### STATED EXERCISE:
Arrange every item below as a numbered list with no blank lines, and omit the pictures from your answer.

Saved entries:
• • • • •
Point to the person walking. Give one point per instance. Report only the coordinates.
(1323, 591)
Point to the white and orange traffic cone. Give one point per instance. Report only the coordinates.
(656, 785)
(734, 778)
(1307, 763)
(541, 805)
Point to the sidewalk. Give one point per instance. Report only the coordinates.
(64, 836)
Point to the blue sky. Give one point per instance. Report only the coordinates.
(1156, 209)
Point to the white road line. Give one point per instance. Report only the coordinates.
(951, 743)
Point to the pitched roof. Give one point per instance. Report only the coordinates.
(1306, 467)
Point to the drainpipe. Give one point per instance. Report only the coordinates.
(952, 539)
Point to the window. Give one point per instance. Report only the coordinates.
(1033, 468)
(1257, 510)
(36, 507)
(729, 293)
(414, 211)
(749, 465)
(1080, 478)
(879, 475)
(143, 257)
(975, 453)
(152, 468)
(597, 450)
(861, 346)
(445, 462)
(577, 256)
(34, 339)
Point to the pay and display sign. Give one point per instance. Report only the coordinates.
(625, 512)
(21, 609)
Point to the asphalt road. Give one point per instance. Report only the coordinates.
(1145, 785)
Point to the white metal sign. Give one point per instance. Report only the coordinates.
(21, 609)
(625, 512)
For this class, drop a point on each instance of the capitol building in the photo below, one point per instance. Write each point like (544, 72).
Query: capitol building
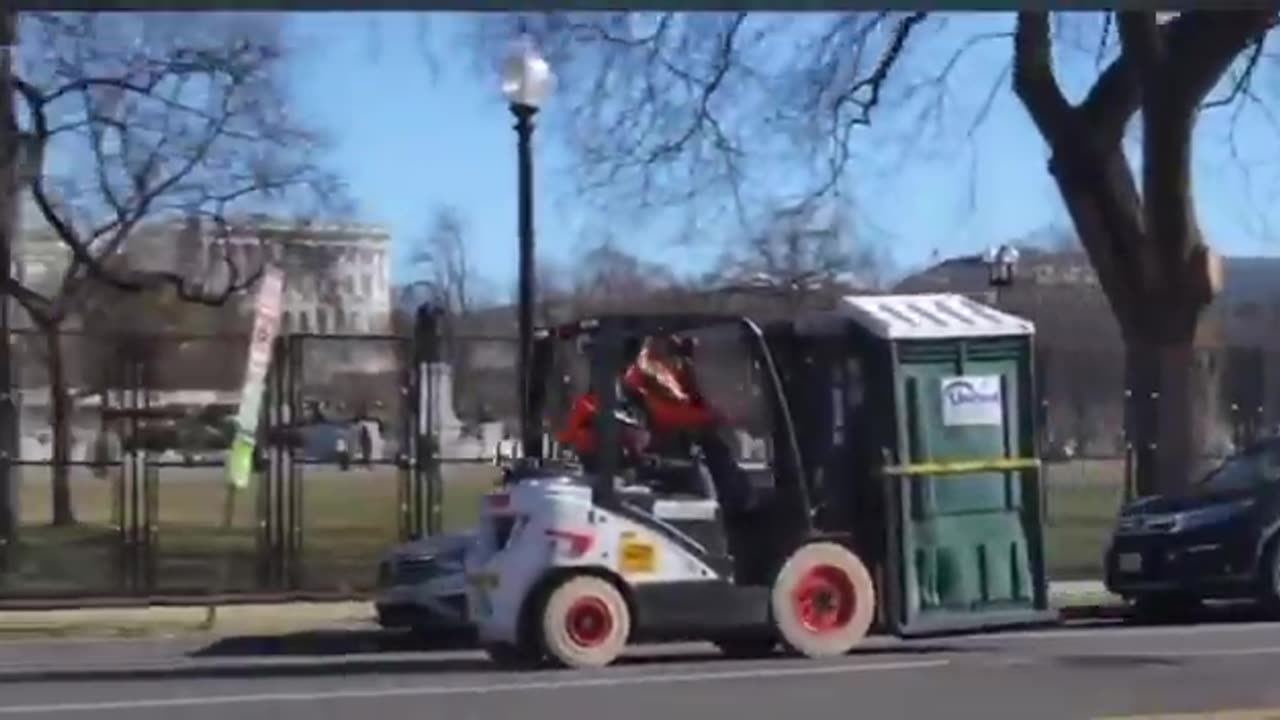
(337, 276)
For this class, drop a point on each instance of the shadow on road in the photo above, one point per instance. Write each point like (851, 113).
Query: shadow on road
(1211, 614)
(366, 652)
(334, 642)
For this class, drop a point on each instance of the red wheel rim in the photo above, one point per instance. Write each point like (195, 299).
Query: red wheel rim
(824, 600)
(589, 621)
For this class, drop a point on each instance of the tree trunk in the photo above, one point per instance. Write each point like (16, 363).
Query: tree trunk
(59, 402)
(1171, 410)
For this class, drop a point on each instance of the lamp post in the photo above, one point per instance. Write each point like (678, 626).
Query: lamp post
(1001, 268)
(526, 80)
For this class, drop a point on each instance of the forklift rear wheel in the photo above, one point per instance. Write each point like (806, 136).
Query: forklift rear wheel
(585, 623)
(823, 600)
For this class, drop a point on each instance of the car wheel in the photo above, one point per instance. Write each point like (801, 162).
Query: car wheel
(1165, 607)
(585, 623)
(823, 601)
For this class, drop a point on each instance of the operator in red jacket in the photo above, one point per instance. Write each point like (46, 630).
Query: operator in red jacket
(662, 381)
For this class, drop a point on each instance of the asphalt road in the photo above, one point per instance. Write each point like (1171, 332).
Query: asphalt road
(1072, 673)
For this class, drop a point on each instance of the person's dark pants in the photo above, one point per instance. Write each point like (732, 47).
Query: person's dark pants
(732, 487)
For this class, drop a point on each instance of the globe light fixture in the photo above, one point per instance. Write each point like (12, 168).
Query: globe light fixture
(526, 77)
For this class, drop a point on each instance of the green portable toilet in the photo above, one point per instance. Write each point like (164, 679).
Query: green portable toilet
(917, 415)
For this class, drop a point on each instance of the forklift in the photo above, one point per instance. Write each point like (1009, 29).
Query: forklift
(575, 560)
(900, 487)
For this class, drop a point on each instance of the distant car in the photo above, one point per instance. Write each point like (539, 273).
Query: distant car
(1220, 540)
(423, 586)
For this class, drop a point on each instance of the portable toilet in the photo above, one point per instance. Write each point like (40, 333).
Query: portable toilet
(917, 420)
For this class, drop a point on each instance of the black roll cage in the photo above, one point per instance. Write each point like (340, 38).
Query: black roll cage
(609, 336)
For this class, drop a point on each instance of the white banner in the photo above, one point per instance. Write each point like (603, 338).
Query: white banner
(973, 400)
(266, 326)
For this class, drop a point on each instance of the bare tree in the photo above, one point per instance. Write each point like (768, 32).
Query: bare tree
(800, 254)
(448, 274)
(163, 118)
(608, 278)
(677, 108)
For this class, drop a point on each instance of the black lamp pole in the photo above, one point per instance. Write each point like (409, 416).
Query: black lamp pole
(529, 437)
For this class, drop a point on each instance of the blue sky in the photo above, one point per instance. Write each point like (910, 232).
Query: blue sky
(411, 137)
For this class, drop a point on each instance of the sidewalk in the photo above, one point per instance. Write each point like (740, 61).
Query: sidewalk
(1077, 598)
• • • • •
### OUTPUT OF THE EXERCISE:
1. Point to the person walking. Give one point per instance. Report only the coordinates.
2. (1323, 591)
3. Point to the white and orange traffic cone. Give one point per instance. Report only the coordinates.
4. (656, 785)
5. (734, 778)
6. (1307, 763)
7. (541, 805)
8. Point to the sidewalk. Give one point per instance. Report only the coordinates.
9. (64, 836)
10. Point to the blue sky. Give one point per instance. Report only the coordinates.
11. (1156, 209)
12. Point to the white road line. Give one point per instance. Report only the coordinates.
13. (951, 743)
14. Point to the pitched roof. Give one point per instance. Report only the coordinates.
15. (1306, 467)
16. Point to the drainpipe. Give one point per instance. Report only the coordinates.
17. (952, 539)
18. Point to the window. Give one point per instance. Report only the coordinates.
19. (1033, 468)
20. (1257, 510)
21. (36, 507)
22. (729, 293)
23. (414, 211)
24. (749, 465)
25. (1080, 478)
26. (879, 475)
27. (143, 257)
28. (975, 453)
29. (152, 468)
30. (597, 450)
31. (861, 346)
32. (445, 462)
33. (577, 256)
34. (34, 339)
35. Point to the pay and display sign. Give one point per instance. Report only the coordinates.
36. (625, 512)
37. (21, 609)
38. Point to the asphalt road. Give one point per instance. Report only the coordinates.
39. (1145, 785)
40. Point to the white metal sign. Give one point per instance. Report only the coordinates.
41. (21, 609)
42. (625, 512)
43. For this class, drop a point on each instance of the capitol building in the photo below, one point per instance. Write each point like (544, 72).
44. Query: capitol building
45. (337, 276)
46. For this class, drop a point on each instance of the shadow on road in the photo above, one point per instance. Write each point like (851, 113).
47. Query: shadow on road
48. (1211, 614)
49. (366, 652)
50. (334, 642)
51. For this class, drop a point on each instance of the red wheel rim in the photo above, one point per instance. Write each point like (195, 299).
52. Query: red wheel rim
53. (824, 600)
54. (589, 621)
55. For this class, drop a point on each instance of the tree trunk in the photo above, one point per instance. Write each point like (16, 363).
56. Query: tree trunk
57. (59, 402)
58. (1171, 410)
59. For this class, drop a point on each instance of the lamp post in the photo above, one point per instance. Write each point like (678, 626).
60. Query: lamp post
61. (1001, 268)
62. (526, 80)
63. For this class, drop a point on each instance of the forklift rear wheel in the photo above, one point per instance. Write each point like (806, 136).
64. Query: forklift rear wheel
65. (585, 623)
66. (823, 600)
67. For this class, drop a point on each instance of the car wheel in the photo above, one point per instance. Write each point like (801, 162).
68. Query: car wheel
69. (1165, 607)
70. (585, 623)
71. (823, 601)
72. For this class, drop a point on each instance of the operator in red jacket in the photo above, one point per instance. Write each point like (46, 630).
73. Query: operator in red jacket
74. (662, 381)
75. For this class, drop a point on each instance of the asphalt road in the photo above, one point per instance. Write each point like (1171, 332).
76. Query: asphalt road
77. (1072, 673)
78. For this class, drop a point on each instance of the person's dark pants in the photo above, one point per instance. Write each point like (732, 47).
79. Query: person's dark pants
80. (732, 487)
81. For this class, drop a point on each instance of the globe light fixture in the photo above, one point per instance. Write each point like (12, 168).
82. Query: globe light fixture
83. (526, 77)
84. For this class, drop a point on each instance of the green portable toilet in the photo above, one point per instance. Write each point like (164, 679).
85. Query: green portable toilet
86. (917, 415)
87. For this class, drop a point on each instance of the forklift in the photo above, one point per instance. Write each point like (1009, 29).
88. Query: forklift
89. (575, 560)
90. (900, 487)
91. For this class, drop a point on each instance of the distant car in the photo above, one point per instance. Write each point like (539, 273).
92. Query: distant car
93. (1220, 540)
94. (423, 586)
95. For this class, drop a point on each instance of the portable toilet in the photo above, one point per instance. Write each point like (40, 333).
96. Query: portable toilet
97. (917, 420)
98. For this class, drop a point on each instance of the black roll cage in the photo above, one point per instance. Write each point like (340, 38).
99. Query: black roll cage
100. (609, 336)
101. For this class, drop a point on each instance of the white banner in the photo above, one point per instance. Write each point like (603, 338).
102. Query: white banner
103. (973, 400)
104. (266, 326)
105. For this class, drop a point on each instance of the bare tree in the photo above, one point per instance. Write each point like (768, 32).
106. Query: bare tree
107. (800, 254)
108. (448, 274)
109. (163, 118)
110. (608, 278)
111. (677, 108)
112. For this class, drop a point on each instance of the black lamp pole in the photo above, one point per instance. Write each point like (409, 416).
113. Query: black lamp pole
114. (529, 437)
115. For this class, drop a point on each instance of the blue sky in the photo above, one point per instance. Write each point like (910, 232).
116. Query: blue sky
117. (411, 137)
118. For this class, drop a point on each instance of the sidewalk in the photo above, one point per instance. Write each point like (740, 61).
119. Query: sidewalk
120. (1077, 598)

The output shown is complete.